_PROBLEM DETAILS_:
Rewrite the data from the line containing "Question. Place one point on every instance of the clare's" through the line containing "x=634 y=194", including both of those lines, with "parked car" changed to "parked vehicle" and nothing else altered.

_AVAILABLE DATA_:

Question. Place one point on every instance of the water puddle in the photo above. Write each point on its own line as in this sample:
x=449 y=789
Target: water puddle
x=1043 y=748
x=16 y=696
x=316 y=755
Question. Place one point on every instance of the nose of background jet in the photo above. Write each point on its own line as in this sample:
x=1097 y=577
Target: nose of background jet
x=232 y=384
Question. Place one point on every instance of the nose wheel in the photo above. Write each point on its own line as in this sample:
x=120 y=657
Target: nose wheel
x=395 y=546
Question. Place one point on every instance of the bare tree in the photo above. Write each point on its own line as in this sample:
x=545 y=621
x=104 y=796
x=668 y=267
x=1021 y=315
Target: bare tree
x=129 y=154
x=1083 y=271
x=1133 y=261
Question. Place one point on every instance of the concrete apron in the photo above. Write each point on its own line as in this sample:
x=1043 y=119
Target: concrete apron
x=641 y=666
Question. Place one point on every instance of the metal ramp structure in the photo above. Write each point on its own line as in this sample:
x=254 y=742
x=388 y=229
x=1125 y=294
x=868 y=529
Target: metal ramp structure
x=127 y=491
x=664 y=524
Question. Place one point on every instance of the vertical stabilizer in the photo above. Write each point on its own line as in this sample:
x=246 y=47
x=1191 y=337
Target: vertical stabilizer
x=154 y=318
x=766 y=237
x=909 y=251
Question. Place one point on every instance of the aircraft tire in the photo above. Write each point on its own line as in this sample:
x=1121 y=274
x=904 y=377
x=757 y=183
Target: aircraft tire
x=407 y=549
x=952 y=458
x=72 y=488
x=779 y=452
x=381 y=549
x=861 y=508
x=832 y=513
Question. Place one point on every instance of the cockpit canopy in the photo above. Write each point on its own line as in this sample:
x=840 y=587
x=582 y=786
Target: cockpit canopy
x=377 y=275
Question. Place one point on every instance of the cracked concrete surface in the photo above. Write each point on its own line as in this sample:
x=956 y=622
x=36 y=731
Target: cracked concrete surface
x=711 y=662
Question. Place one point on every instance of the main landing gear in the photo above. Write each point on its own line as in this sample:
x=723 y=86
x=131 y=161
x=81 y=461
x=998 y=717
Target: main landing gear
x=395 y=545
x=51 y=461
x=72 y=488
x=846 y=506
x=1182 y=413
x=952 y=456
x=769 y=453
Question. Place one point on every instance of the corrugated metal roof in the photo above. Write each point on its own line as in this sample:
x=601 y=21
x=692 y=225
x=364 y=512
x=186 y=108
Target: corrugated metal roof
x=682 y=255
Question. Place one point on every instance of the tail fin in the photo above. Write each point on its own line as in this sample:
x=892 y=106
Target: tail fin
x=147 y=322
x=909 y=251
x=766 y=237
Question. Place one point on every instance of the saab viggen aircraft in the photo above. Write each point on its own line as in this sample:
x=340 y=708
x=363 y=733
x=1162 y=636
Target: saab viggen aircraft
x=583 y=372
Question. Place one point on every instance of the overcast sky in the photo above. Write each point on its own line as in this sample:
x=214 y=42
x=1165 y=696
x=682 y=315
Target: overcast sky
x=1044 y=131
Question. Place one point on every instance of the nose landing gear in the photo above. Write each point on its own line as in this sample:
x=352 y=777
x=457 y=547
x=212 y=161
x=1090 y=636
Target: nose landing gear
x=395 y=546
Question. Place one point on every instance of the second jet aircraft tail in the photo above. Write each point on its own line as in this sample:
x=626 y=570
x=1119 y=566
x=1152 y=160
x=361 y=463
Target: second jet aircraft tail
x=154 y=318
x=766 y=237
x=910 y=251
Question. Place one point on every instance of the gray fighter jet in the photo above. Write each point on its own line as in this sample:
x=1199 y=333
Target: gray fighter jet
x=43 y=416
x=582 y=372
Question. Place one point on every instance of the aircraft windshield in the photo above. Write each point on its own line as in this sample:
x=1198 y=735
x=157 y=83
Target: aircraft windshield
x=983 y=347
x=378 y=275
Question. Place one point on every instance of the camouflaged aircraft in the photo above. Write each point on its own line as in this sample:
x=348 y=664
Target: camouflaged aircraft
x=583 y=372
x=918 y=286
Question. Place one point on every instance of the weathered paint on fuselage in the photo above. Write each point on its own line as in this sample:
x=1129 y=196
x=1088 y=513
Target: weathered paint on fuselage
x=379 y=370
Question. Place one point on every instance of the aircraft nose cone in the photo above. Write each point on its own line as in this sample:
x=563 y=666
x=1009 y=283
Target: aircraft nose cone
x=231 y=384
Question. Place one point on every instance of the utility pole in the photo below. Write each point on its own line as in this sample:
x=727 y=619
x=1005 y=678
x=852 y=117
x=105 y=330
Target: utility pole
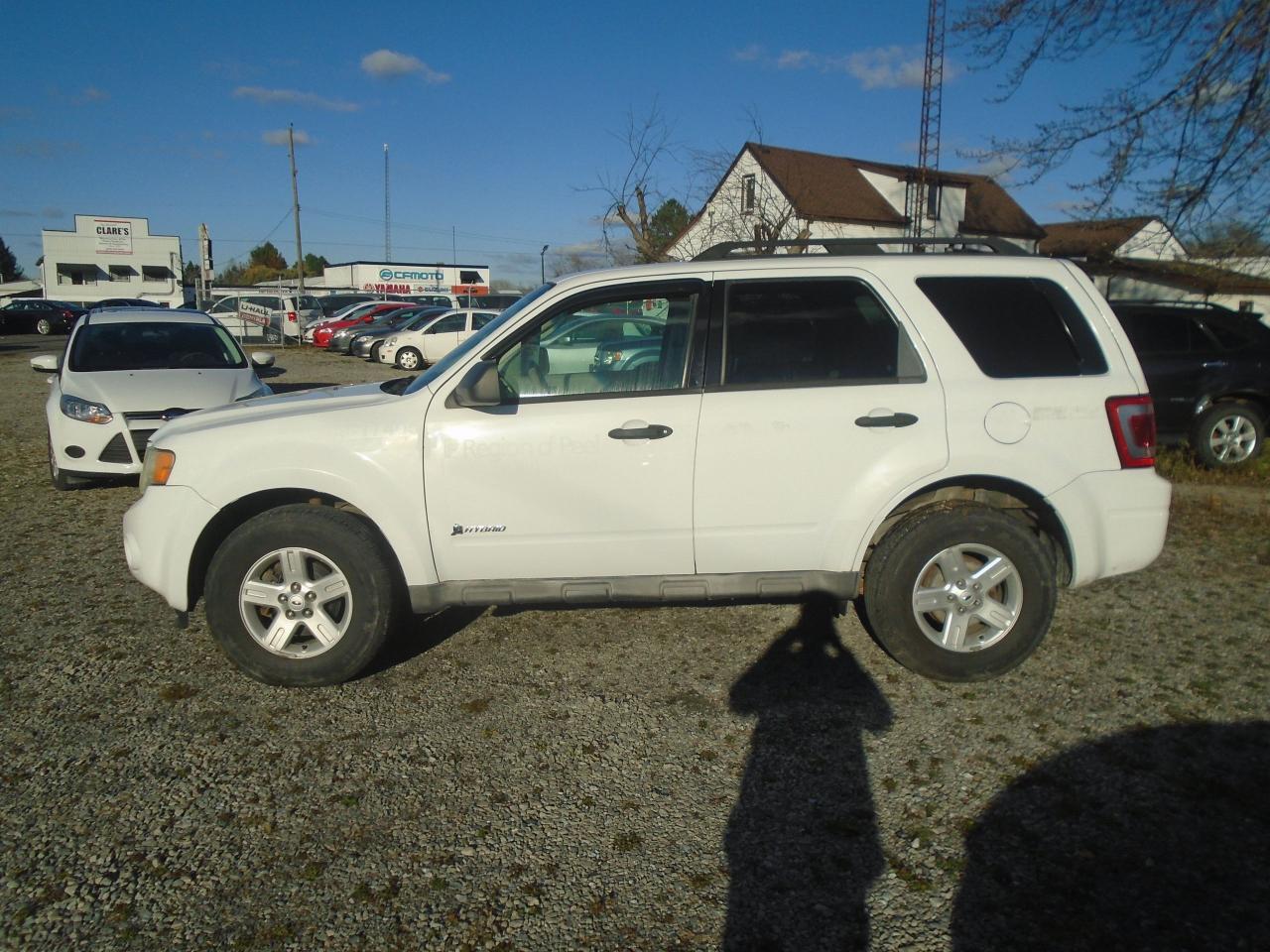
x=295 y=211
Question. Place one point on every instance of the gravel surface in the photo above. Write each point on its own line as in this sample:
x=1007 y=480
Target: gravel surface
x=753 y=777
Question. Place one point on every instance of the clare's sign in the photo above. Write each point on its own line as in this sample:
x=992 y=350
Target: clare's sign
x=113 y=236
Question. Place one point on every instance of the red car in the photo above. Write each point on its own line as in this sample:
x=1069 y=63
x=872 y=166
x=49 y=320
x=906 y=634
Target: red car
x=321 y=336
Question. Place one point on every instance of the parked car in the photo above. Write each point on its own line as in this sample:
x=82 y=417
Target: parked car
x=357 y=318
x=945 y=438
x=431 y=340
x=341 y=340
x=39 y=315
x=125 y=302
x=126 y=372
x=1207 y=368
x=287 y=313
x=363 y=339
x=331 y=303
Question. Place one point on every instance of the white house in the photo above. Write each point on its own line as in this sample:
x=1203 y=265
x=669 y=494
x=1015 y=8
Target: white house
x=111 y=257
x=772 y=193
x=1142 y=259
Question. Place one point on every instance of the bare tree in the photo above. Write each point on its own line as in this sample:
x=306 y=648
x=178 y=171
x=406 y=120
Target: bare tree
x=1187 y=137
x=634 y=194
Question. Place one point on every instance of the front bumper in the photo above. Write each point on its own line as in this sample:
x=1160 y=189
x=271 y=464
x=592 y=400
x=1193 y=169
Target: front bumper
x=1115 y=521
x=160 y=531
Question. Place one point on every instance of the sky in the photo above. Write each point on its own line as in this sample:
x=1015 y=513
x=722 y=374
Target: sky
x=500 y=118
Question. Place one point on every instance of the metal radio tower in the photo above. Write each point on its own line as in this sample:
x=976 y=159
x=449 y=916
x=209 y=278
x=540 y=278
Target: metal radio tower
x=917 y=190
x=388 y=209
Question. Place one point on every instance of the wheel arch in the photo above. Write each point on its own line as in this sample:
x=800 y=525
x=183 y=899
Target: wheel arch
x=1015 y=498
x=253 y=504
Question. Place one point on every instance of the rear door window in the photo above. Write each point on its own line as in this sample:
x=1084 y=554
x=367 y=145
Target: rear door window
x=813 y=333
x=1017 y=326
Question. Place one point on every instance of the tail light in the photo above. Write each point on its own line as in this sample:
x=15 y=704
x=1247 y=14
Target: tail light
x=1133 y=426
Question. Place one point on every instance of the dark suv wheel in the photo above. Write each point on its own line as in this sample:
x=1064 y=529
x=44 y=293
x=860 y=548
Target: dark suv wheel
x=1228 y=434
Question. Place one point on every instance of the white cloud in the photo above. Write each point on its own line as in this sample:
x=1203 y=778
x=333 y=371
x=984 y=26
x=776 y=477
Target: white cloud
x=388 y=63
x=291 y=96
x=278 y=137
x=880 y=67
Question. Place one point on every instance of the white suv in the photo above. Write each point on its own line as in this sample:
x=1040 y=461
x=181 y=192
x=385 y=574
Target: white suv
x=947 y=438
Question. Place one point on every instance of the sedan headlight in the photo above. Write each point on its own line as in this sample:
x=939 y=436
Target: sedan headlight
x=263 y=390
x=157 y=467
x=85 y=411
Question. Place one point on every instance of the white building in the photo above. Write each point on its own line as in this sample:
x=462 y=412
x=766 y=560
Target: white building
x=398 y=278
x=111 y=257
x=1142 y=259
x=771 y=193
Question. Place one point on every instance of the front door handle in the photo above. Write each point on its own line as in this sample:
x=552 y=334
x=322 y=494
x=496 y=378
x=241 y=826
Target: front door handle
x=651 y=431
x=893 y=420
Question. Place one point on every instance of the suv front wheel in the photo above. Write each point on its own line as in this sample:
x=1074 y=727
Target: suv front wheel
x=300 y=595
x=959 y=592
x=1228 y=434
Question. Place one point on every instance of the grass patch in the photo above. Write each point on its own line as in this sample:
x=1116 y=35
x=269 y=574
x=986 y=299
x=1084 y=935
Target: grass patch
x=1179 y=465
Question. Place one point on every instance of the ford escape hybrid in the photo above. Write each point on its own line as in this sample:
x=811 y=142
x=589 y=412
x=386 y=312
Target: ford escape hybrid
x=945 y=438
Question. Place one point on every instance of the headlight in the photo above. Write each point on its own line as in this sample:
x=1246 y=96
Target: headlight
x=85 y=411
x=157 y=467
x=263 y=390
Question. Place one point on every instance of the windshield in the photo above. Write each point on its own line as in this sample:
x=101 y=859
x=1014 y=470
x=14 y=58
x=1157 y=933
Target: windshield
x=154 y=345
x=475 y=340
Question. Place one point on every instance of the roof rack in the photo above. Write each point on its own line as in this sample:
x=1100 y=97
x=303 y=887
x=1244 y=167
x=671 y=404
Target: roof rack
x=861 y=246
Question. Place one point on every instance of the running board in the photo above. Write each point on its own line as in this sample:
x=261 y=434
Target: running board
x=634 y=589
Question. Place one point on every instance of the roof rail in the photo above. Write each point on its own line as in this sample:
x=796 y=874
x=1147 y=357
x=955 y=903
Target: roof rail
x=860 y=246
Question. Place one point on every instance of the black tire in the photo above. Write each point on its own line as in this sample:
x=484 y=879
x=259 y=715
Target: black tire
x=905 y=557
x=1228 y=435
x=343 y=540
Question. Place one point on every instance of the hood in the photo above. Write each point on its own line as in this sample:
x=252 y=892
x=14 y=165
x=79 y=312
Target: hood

_PROBLEM SOLUTION_:
Question. Place one point on every instance of the clare's sign in the photo above. Write each point on its own line as in this sample:
x=992 y=350
Target: clare's sign
x=113 y=236
Question. Place one point on every instance of the red car in the photo above. Write each point on its own line as in this sample:
x=1069 y=63
x=872 y=166
x=49 y=320
x=906 y=634
Target: red car
x=321 y=336
Question. Place one point on every instance of the parked vehicle in the photo above. Write each point on its own line as in this sample:
x=82 y=417
Target: parked vehicle
x=357 y=318
x=945 y=438
x=431 y=340
x=341 y=340
x=39 y=315
x=125 y=302
x=126 y=372
x=1207 y=368
x=287 y=313
x=363 y=339
x=331 y=303
Question. Place one point on every instance of the white house in the photo above. Write each point on its own line as in this sample:
x=1203 y=265
x=669 y=494
x=1015 y=8
Target: white house
x=111 y=257
x=772 y=193
x=1142 y=259
Question. Place one point on every instance of the bare tree in the photo above. Write each point on its own line as in this sample:
x=306 y=648
x=178 y=171
x=406 y=120
Target: bare tree
x=1187 y=137
x=634 y=194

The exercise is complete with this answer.